▶ What the task requires
Reproduce every row below, substituting "Mark one point" for each occurrence of "Drop one point" and keeping all other text unchanged.

Records of labeled points:
## Begin

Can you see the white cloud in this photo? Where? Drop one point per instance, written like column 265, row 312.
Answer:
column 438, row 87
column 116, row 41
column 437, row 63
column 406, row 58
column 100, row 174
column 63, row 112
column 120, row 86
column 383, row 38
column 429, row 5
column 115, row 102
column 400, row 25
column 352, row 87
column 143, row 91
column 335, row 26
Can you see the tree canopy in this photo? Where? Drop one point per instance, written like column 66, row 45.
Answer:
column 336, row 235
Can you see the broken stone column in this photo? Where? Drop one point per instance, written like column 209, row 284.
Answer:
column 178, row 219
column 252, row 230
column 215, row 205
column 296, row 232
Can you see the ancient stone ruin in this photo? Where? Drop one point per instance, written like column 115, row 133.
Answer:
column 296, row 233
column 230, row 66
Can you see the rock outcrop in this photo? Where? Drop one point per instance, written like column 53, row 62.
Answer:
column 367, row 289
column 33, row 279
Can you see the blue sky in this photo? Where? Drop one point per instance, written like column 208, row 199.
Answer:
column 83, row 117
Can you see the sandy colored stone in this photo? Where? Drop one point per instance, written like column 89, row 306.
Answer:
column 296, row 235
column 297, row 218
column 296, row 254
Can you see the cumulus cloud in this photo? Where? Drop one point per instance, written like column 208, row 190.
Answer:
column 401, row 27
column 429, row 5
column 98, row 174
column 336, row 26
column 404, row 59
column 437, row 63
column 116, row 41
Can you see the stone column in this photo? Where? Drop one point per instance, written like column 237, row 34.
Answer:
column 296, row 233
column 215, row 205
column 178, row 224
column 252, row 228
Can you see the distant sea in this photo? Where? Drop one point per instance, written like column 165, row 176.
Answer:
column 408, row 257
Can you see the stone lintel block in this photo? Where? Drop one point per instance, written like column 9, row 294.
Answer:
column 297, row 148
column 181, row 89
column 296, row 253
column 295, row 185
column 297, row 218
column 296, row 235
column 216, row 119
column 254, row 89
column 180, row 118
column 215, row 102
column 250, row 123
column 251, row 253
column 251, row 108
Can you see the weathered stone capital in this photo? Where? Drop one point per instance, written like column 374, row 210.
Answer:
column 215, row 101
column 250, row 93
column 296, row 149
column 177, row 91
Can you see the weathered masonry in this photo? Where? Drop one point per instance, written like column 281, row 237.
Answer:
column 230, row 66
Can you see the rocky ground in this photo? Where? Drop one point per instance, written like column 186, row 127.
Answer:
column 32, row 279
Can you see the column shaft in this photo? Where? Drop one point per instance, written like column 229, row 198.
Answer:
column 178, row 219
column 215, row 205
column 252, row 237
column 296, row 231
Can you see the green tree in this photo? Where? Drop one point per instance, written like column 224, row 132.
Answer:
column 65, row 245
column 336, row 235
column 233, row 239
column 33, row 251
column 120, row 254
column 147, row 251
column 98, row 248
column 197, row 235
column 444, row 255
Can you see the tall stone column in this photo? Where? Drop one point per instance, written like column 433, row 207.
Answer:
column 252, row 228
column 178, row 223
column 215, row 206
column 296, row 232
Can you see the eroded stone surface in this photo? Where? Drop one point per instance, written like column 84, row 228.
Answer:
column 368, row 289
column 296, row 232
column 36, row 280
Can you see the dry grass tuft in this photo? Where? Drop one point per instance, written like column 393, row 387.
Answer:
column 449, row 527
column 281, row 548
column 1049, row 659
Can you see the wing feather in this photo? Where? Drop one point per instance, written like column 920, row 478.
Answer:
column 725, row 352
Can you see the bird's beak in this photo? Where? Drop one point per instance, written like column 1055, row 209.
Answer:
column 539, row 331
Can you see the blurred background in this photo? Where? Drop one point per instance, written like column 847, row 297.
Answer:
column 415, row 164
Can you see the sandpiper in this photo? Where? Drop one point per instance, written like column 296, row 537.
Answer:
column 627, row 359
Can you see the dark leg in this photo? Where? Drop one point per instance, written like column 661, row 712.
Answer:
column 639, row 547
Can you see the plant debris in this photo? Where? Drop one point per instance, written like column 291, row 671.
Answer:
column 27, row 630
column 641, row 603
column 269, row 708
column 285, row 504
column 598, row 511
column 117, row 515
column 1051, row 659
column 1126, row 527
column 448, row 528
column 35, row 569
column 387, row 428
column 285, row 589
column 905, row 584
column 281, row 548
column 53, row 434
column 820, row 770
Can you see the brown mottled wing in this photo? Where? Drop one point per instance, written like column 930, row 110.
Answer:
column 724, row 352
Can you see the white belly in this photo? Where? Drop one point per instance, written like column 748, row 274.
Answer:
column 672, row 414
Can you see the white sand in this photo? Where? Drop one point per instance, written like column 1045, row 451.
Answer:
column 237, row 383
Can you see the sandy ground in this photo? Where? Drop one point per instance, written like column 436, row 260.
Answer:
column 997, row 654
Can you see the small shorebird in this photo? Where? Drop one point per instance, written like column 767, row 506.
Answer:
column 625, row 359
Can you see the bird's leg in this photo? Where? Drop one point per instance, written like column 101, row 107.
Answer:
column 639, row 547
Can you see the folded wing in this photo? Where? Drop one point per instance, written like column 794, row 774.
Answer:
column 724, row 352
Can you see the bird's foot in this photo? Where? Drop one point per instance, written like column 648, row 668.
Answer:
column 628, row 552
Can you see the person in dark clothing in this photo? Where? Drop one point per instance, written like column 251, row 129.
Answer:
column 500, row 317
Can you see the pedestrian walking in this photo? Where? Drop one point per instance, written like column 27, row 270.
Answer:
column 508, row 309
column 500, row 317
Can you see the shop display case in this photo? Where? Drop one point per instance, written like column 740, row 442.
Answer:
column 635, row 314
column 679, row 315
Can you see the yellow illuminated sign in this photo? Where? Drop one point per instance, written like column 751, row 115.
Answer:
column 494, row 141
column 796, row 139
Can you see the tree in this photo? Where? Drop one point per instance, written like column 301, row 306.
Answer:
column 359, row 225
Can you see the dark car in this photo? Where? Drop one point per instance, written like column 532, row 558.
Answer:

## End

▶ Complete response
Can you see the white cloud in this photo? Where? Mark one point per instance, written like column 265, row 312.
Answer:
column 438, row 87
column 116, row 41
column 437, row 63
column 406, row 58
column 100, row 174
column 63, row 112
column 120, row 86
column 383, row 38
column 429, row 5
column 115, row 102
column 400, row 25
column 352, row 87
column 143, row 91
column 335, row 26
Can you see the tree canopy in this photo? Where? Mark one point per instance, written like column 66, row 45.
Answer:
column 336, row 235
Can you see the broken stone column in this photo? Where? Mark one point per instance, written like column 209, row 284.
Answer:
column 178, row 219
column 252, row 230
column 215, row 205
column 296, row 232
Can you see the ancient stone ruin in this photo? Where? Mark one point per instance, written like column 115, row 133.
Answer:
column 296, row 233
column 230, row 66
Can you see the rock outcrop in this photo? Where? Mark one point per instance, written like column 53, row 62.
Answer:
column 367, row 289
column 33, row 279
Can you see the blue sky in this photo? Where? Mark one point per instance, written like column 208, row 199.
Answer:
column 83, row 117
Can you see the sandy colored stone in this photo? Where? Mark one point per instance, written like column 89, row 306.
Answer:
column 296, row 235
column 297, row 218
column 296, row 254
Can you see the cumulus cloud in this photo? Where? Mark one point per instance, written like column 208, row 190.
Answer:
column 401, row 27
column 429, row 5
column 98, row 174
column 336, row 26
column 404, row 59
column 437, row 63
column 116, row 41
Can you see the stone column in this photo? Where? Mark one point per instance, written like column 237, row 34.
Answer:
column 296, row 233
column 215, row 205
column 178, row 224
column 252, row 228
Can you see the distant sea in this photo? Where? Mark one point per instance, written like column 165, row 176.
Answer:
column 408, row 257
Can you see the stone lintel block in this photo? Where? Mark one point per instance, written like column 9, row 294.
Answer:
column 297, row 148
column 181, row 89
column 296, row 253
column 295, row 185
column 297, row 218
column 296, row 235
column 216, row 119
column 254, row 89
column 180, row 118
column 215, row 102
column 250, row 123
column 251, row 253
column 251, row 108
Can you see the weathered stone capital in this photo? Where? Mark one point per instance, written like column 374, row 210.
Answer:
column 215, row 101
column 250, row 93
column 296, row 149
column 177, row 91
Can you see the weathered masonry in this photo? Where? Mark one point per instance, written like column 281, row 237.
Answer:
column 230, row 66
Can you see the rocky ground in this photo? Where? Mark one point per instance, written like column 186, row 127.
Answer:
column 32, row 279
Can you see the column shaft in this photo? Where? Mark one point per instance, written like column 229, row 198.
Answer:
column 178, row 219
column 215, row 205
column 252, row 237
column 296, row 231
Can you see the green tree in this photo? Where? Mark one point per instance, written like column 224, row 132.
Answer:
column 65, row 245
column 336, row 235
column 233, row 239
column 33, row 251
column 120, row 254
column 147, row 251
column 98, row 248
column 197, row 235
column 444, row 255
Can you see the tall stone column in this photo? Where? Mark one point per instance, written like column 433, row 207.
Answer:
column 252, row 228
column 178, row 223
column 215, row 206
column 296, row 232
Can you see the eroded stone surface in this photo? Where? Mark one point per instance, written like column 84, row 228.
Answer:
column 368, row 289
column 296, row 232
column 36, row 280
Can you see the dry grass tuft in this photo? Where? Mark one point per instance, written like column 393, row 387.
Answer:
column 449, row 527
column 281, row 548
column 1049, row 659
Can you see the wing feather in this photo? Where? Mark one point per instance, written like column 920, row 478.
Answer:
column 725, row 352
Can you see the bird's beak in this photo? Where? Mark one point per instance, written like column 1055, row 209.
Answer:
column 539, row 331
Can you see the blurred background in this photo? Where? Mark one point per instance, written like column 847, row 297.
Answer:
column 415, row 164
Can you see the sandpiper in this photo? Where? Mark one point per instance, written like column 296, row 537.
Answer:
column 627, row 359
Can you see the dark leg in this photo? Where? Mark one point per instance, written like column 661, row 712.
Answer:
column 639, row 547
Can you see the plant debris in this photo? Where? Mark one point per instance, written like column 291, row 671.
Answer:
column 27, row 630
column 641, row 603
column 269, row 708
column 285, row 504
column 598, row 511
column 117, row 515
column 1051, row 659
column 1126, row 527
column 448, row 528
column 35, row 569
column 387, row 428
column 285, row 589
column 905, row 584
column 281, row 548
column 53, row 434
column 820, row 770
Can you see the brown mottled wing in this photo? Where? Mark one point per instance, written like column 930, row 110.
Answer:
column 724, row 352
Can you see the white belly in this photo? Where? Mark one point per instance, written like column 748, row 274.
Answer:
column 672, row 414
Can you see the white sand in this photo? Where? Mark one point per instance, written like column 1045, row 451.
Answer:
column 237, row 383
Can you see the sandy ground in this photo? Where? Mark one point per instance, written like column 436, row 260.
Answer:
column 997, row 654
Can you see the small shorebird in this photo? Where? Mark one point per instance, written like column 767, row 506.
Answer:
column 625, row 359
Can you see the bird's leg in this photo? Where? Mark one point per instance, written like column 101, row 107.
Answer:
column 639, row 547
Can you see the folded wing in this photo? Where? Mark one point per instance, written like column 794, row 774.
Answer:
column 724, row 352
Can you see the bird's foot in this photo? Where? Mark one point per instance, written like column 648, row 668.
Answer:
column 628, row 552
Can you see the person in dark clothing in this photo? Where? Mark one point per instance, written like column 251, row 129.
Answer:
column 500, row 317
Can you see the pedestrian walking in this photo? Where? Mark one point per instance, written like column 27, row 270.
Answer:
column 508, row 309
column 500, row 317
Can you see the shop display case in this photo? Where? Mark one point per instance, written like column 740, row 442.
Answer:
column 635, row 314
column 679, row 315
Can you see the yellow illuminated sign in this photo? Where? Mark one point per instance, written like column 751, row 115.
Answer:
column 494, row 141
column 796, row 139
Can you see the tree in this photo? Where? Mark one point per instance, written like column 301, row 306.
Answer:
column 359, row 225
Can you see the dark car in this photo? Where? Mark one point per instance, written like column 532, row 558.
Answer:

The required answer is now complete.